====== Tekstfragment ======

Bijbelse achtergronden

Zoals voor wel meer kerkelijke gebruiken geldt, komen we nergens in de Bijbel een opdracht tegen voor het jaarlijks afleggen van huisbezoeken. Toch past het instrument van het huisbezoek heel goed bij belangrijke Bijbelse noties. Zo lezen we het Nieuwe Testament dat het belangrijk is om in de gemeente naar elkaar om te zien. De notie dat Christus de Herder is die Zijn kudde (de gemeente) leidt komen we tegen op meerdere plaatsen. In 1 Timotheüs 3 en 4 en in Titus 1 lezen we over de taken die ouderlingen en diakenen ambtshalve hebben. De ambten van ouderling (oudste) en diaken komen we ook tegen in Handelingen. In Lukas 19 zien we Jezus het huis van Zacheüs binnengaan. ‘Heden moet Ik in uw huis verblijven.’ Dichterbij kun je in iemands leefwereld niet komen. Dan moet je diens huis zijn. Ons huis is de basis van waaruit we het leven leven.

====== Gegevensdeel ======

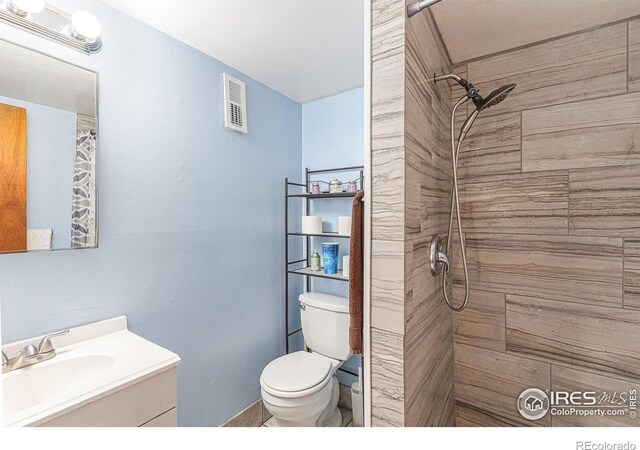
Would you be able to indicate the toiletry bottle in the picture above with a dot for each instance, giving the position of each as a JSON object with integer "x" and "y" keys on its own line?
{"x": 315, "y": 262}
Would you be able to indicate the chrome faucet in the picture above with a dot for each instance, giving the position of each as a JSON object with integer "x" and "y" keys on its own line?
{"x": 31, "y": 354}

======

* **Opgaven**:
• a. Noem alle Bijbelboeken die in de tekst over het huisbezoek bij naam worden genoemd.
• b. Schrijf uit de tekst over het huisbezoek woordelijk het stuk over dat begint bij de woorden "Bijbelse achtergronden" en eindigt na de woorden "het leven leven.".
De gegevens hebben niets te maken met de tekst over het huisbezoek.

* **Antwoorden per opgave**:
• a. 1 Timotheüs, Titus, Handelingen, Lukas

• b.
Bijbelse achtergronden

Zoals voor wel meer kerkelijke gebruiken geldt, komen we nergens in de Bijbel een opdracht tegen voor het jaarlijks afleggen van huisbezoeken. Toch past het instrument van het huisbezoek heel goed bij belangrijke Bijbelse noties. Zo lezen we het Nieuwe Testament dat het belangrijk is om in de gemeente naar elkaar om te zien. De notie dat Christus de Herder is die Zijn kudde (de gemeente) leidt komen we tegen op meerdere plaatsen. In 1 Timotheüs 3 en 4 en in Titus 1 lezen we over de taken die ouderlingen en diakenen ambtshalve hebben. De ambten van ouderling (oudste) en diaken komen we ook tegen in Handelingen. In Lukas 19 zien we Jezus het huis van Zacheüs binnengaan. ‘Heden moet Ik in uw huis verblijven.’ Dichterbij kun je in iemands leefwereld niet komen. Dan moet je diens huis zijn. Ons huis is de basis van waaruit we het leven leven.